# What you need to do
Give every line of the data again, unchanged, but with no pictures.

• • • • •

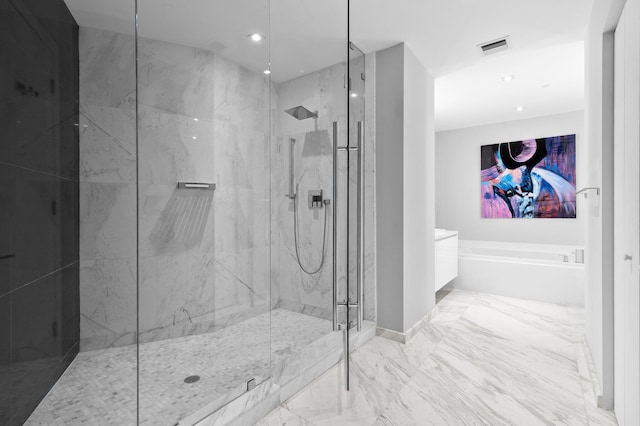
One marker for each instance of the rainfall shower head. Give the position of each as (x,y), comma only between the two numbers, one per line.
(301,113)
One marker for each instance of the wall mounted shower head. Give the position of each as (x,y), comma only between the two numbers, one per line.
(301,113)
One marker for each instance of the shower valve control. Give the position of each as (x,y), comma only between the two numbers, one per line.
(316,200)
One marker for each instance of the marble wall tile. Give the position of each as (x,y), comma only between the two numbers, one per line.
(108,296)
(241,97)
(321,91)
(174,148)
(107,147)
(107,68)
(204,256)
(176,79)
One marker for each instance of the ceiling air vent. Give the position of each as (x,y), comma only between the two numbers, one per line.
(494,46)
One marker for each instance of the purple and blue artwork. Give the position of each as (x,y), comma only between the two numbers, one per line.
(533,178)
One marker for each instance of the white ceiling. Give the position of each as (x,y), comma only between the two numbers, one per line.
(307,35)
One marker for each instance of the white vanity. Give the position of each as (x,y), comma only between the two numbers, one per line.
(446,256)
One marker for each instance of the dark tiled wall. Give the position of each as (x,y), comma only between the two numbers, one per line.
(39,302)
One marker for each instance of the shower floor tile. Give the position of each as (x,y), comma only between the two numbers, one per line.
(99,387)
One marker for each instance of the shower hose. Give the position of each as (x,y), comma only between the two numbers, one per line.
(309,271)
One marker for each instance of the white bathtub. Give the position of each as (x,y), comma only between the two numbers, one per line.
(546,273)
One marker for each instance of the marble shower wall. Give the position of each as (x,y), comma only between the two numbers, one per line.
(107,189)
(321,91)
(203,256)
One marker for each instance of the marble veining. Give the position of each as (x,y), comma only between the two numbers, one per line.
(481,360)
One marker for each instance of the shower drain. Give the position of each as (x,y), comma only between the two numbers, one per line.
(192,379)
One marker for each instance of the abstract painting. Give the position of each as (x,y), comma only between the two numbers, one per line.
(533,178)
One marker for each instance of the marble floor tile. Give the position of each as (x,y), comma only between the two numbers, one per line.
(482,360)
(326,402)
(282,416)
(99,387)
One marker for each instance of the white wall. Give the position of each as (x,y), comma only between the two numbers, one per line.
(458,181)
(404,189)
(419,184)
(599,220)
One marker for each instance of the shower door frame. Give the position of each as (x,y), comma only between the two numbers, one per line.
(348,149)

• • • • •

# Task solution
One marker for each instance of the rainfall shower head. Give the position of each as (x,y), comma only between the two numbers, one per line.
(301,113)
One marker for each instance of the wall mounted shower head. Give the position of each as (x,y), comma only between the two numbers, one per line.
(301,113)
One marker for each instance of the shower valve control. Give the position of each as (x,y), comma only between the two numbers, one per line.
(316,200)
One marker for each instance of the marble wall tile. Give the position of each as (x,y), comma only between the two numbers, one per line.
(108,296)
(241,97)
(321,91)
(174,148)
(107,147)
(107,68)
(204,256)
(176,79)
One marker for each instance of the ceiling air vent. Give the position of each as (x,y), comma only between the two numbers, one per line.
(494,46)
One marker for each instance of the purple and blue artwork. Give the position of each as (x,y), comma only between the two numbers, one per line.
(533,178)
One marker for each instance of the white ceiling. Give the position of each as (x,y), comma only between the two numbers, one per line.
(307,35)
One marker for each instance of the white vanity. Give the position of each as (x,y), comma only between the two numbers, one per line.
(446,256)
One marker for each instance of the dark tiled wall. Give the position of each as (x,y), comma only between the two numbers, one per line.
(39,302)
One marker for each instance of the shower floor tile. Give the position of each as (x,y), comma only between the two numbers, one per line.
(99,387)
One marker for each instance of the shower hose. Give the position of each as (x,y), comma only between the two numbers, one per line.
(309,271)
One marker for each instance of the white bathtub. Give the position of each as (x,y), comma only between the two numbers, one per line.
(546,273)
One marker for each instance of the marble shower wall. Give the position of each as (x,y), comma only between the two numbers, one per line.
(107,189)
(321,91)
(203,256)
One marker for each instance of the marble veining. Give the position of each as (x,y), comma only between the two numbers, one per line.
(481,360)
One marker for each instance of the shower drain. Give the position of each as (x,y), comma only between the two numbers, one per line.
(192,379)
One marker for each instance of the abstract painting. Give the position of each as (x,y), comma only between the two numbers, one per line.
(533,178)
One marker for each instance of the marble floor tile. Give the position of each as (x,y), comma only between the two numbers, one per line.
(482,360)
(326,402)
(282,416)
(99,387)
One marker for each instance of the white wall. Give the position of each as (x,y), comma only between the two numbers, one per line.
(458,181)
(404,189)
(419,184)
(599,220)
One marker for each instance of the shower door frame. Give the position of each as (x,y), comma only between the two numbers, one per line.
(348,149)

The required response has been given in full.